= Task =
The entries below should appear again in your reply, word for word.

■ ■ ■ ■ ■ ■ ■

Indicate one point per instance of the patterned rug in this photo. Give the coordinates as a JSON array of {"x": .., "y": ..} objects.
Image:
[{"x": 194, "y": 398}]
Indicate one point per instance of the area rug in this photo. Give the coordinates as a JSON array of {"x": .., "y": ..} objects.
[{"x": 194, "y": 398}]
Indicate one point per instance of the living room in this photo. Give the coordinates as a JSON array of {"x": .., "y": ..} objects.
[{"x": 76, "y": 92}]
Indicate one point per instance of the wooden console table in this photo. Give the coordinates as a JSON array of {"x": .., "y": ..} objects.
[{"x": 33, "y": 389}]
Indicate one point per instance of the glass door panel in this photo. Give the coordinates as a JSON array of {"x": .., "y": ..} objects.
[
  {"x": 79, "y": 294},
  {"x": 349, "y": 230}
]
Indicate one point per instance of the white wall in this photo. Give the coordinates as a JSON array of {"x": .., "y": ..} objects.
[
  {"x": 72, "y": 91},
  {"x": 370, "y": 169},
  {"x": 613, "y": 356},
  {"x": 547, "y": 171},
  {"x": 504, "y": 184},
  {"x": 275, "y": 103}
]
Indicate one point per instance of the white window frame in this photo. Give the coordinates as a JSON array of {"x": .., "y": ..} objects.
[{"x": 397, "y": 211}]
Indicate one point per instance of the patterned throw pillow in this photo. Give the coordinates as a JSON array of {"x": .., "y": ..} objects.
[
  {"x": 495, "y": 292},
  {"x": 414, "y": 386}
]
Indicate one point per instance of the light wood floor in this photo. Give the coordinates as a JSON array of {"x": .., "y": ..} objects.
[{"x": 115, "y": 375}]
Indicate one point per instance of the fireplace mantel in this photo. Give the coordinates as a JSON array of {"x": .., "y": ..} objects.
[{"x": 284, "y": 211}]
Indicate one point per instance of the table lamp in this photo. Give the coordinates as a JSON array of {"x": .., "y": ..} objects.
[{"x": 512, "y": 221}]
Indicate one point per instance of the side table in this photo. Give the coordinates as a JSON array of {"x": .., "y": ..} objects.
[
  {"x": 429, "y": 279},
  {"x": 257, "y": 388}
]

■ ■ ■ ■ ■ ■ ■

= Answer for the task =
Indicate one point per instance of the patterned rug in this photo. Give the coordinates as a JSON array of {"x": .., "y": ..} objects.
Image:
[{"x": 194, "y": 398}]
Indicate one point per instance of the area rug in this photo. Give the coordinates as a JSON array of {"x": .., "y": ..} objects.
[{"x": 194, "y": 398}]
Indicate one point per instance of the living room in this photo. Give the coordinates as a JSON array of {"x": .., "y": ..} objects.
[{"x": 76, "y": 92}]
Indicate one point per instance of the wooden console table in this photo. Give the coordinates as a JSON array of {"x": .., "y": ..} objects.
[{"x": 33, "y": 389}]
Indicate one point per instance of the glass door panel in this photo. Give the coordinates as a JSON array of {"x": .., "y": ..} objects.
[
  {"x": 79, "y": 294},
  {"x": 349, "y": 230}
]
Indicate one point per instance of the white wall in this photo. Give the coordinates as a JSON array of {"x": .., "y": ..} objects.
[
  {"x": 72, "y": 91},
  {"x": 370, "y": 169},
  {"x": 613, "y": 356},
  {"x": 547, "y": 171},
  {"x": 504, "y": 184},
  {"x": 275, "y": 103}
]
Indicate one point per instance of the white window frame in this photo. Give the coordinates as a JSON array of {"x": .., "y": ..} objects.
[{"x": 397, "y": 211}]
Indicate one point per instance of the patterned throw pillow in this photo. Give the coordinates as a JSON array of {"x": .., "y": ..} objects.
[
  {"x": 495, "y": 292},
  {"x": 414, "y": 386}
]
Indicate one point per instance of the light wood floor in this photo. Give the coordinates as a JSON array of {"x": .., "y": ..} objects.
[{"x": 115, "y": 375}]
Indicate one point per instance of the fireplace mantel in this photo. Give the coordinates as a JSON array of {"x": .., "y": ..} objects.
[{"x": 284, "y": 211}]
Indicate one point per instance of the table lamp in this photo. Give the coordinates as a JSON array of {"x": .., "y": ..} objects.
[{"x": 512, "y": 221}]
Indicate one point per instance of the side table in this photo. Give the coordinates as a JSON array of {"x": .., "y": ..} objects.
[
  {"x": 429, "y": 279},
  {"x": 257, "y": 388}
]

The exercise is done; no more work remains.